* _Exercise instructions_:
Are you able to retype all the records below exactly?

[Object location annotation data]

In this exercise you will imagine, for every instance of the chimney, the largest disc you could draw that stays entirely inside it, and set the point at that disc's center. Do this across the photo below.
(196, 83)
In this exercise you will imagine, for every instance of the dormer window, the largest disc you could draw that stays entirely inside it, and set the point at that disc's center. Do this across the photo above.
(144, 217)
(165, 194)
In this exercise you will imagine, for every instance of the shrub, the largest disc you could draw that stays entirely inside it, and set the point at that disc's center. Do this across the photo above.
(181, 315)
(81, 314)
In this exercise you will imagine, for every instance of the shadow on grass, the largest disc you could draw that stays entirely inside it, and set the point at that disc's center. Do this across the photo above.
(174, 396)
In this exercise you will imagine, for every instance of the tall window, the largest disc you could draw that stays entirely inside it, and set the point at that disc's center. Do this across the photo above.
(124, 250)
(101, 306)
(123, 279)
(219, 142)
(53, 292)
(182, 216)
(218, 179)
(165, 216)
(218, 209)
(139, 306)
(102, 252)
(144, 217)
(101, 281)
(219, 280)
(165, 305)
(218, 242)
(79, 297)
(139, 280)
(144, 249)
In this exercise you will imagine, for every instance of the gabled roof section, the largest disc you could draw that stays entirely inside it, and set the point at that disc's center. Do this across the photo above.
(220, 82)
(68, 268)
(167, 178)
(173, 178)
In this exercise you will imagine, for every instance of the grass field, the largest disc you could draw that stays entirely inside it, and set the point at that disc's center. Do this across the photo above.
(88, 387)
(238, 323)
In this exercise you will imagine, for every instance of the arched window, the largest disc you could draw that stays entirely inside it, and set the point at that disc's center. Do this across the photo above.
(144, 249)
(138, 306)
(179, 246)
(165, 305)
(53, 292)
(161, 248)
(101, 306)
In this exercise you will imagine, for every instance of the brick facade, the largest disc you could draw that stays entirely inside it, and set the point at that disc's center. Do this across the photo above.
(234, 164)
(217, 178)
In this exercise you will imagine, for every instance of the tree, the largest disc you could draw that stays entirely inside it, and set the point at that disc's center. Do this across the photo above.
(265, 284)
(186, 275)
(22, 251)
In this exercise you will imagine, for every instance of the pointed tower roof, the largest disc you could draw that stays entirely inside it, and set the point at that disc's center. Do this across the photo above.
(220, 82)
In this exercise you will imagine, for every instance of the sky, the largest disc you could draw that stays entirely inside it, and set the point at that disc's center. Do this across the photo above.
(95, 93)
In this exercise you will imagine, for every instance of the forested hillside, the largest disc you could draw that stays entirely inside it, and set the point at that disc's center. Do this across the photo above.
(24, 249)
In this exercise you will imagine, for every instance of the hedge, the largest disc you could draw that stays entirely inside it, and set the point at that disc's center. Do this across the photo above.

* _Finished exercise_:
In this exercise you will imagine, for every instance of the chimney, the largest disc you could draw that stays entirely inside it, and set the point at that disc's center. Do this across the photo below.
(196, 83)
In this exercise you will imagine, for every instance of the dormer window, the largest disc you could draw that stays entirely inside it, and set the point at that disc's center. Do this across the photo above.
(144, 217)
(165, 194)
In this exercise you will imagine, for every instance of the shrub, the largest disc you could draw that stays entirely inside it, and set the point at that disc's center. Do this across the photo above.
(181, 315)
(81, 314)
In this exercise you will imagine, for every instance of the shadow on grass, the largest disc you could draw that stays entirely inside it, and set the point at that disc's center. Do this across the photo above.
(174, 396)
In this exercise you will imagine, for every instance of the tall window, the largest disc you could draw that stays entirely inside it, and set the point at that disc's center. Do this across the photo above.
(124, 250)
(101, 306)
(123, 279)
(219, 142)
(53, 292)
(182, 216)
(218, 179)
(165, 216)
(218, 209)
(139, 306)
(102, 252)
(144, 217)
(101, 281)
(219, 280)
(165, 305)
(218, 242)
(79, 297)
(139, 280)
(144, 249)
In this exercise you will imagine, for every instance of the gabled roof section, the largest disc you could draw that stays entirely inside it, and set the point at that disc's center. Do this across the photo above.
(220, 82)
(68, 268)
(167, 178)
(173, 178)
In this exercise you will imagine, for every instance of the grass field, the largest disc you could draw that stays entirely inside it, and set the point at that disc's center. Do this across the photo above.
(88, 387)
(238, 323)
In this exercise you will imagine, for every instance of the arched window, the largest disc you could draw that stays entirely inside it, and set the point at that disc's center. Do this across the photo above.
(144, 249)
(138, 306)
(179, 246)
(165, 305)
(53, 292)
(161, 248)
(101, 306)
In this exercise you will imagine, for every instance of the brick facade, the largest disc you could draw that stays entirely inside it, and set the point at that disc's center. Do this across the photo above.
(234, 164)
(217, 178)
In this exercise you will imagine, for every instance of the tree, the largest disc you could draw that stays entirely inside it, and set the point at that disc's center. Do this across the photo above.
(265, 284)
(186, 275)
(22, 251)
In this exercise you will imagine, for every instance of the pointed tower roof, the largest disc you could draw that stays entirely inside it, and set the point at that disc's center. Do this across the photo above.
(220, 82)
In this exercise you will imagine, for every instance of the sky, the largest disc you could draw that stays entirely inside it, and set the point at that disc's center. Do this across the photo above.
(95, 93)
In this exercise you will imagine, for every instance of the forested hillside, the largest disc you could draw that stays entirely inside it, and set the point at that disc's center. Do this across the photo above.
(24, 249)
In this exercise you will imagine, for every instance of the hedge, the largest disc you could draw that stays entirely inside it, and set the point at that disc's center. Do this across the photo above.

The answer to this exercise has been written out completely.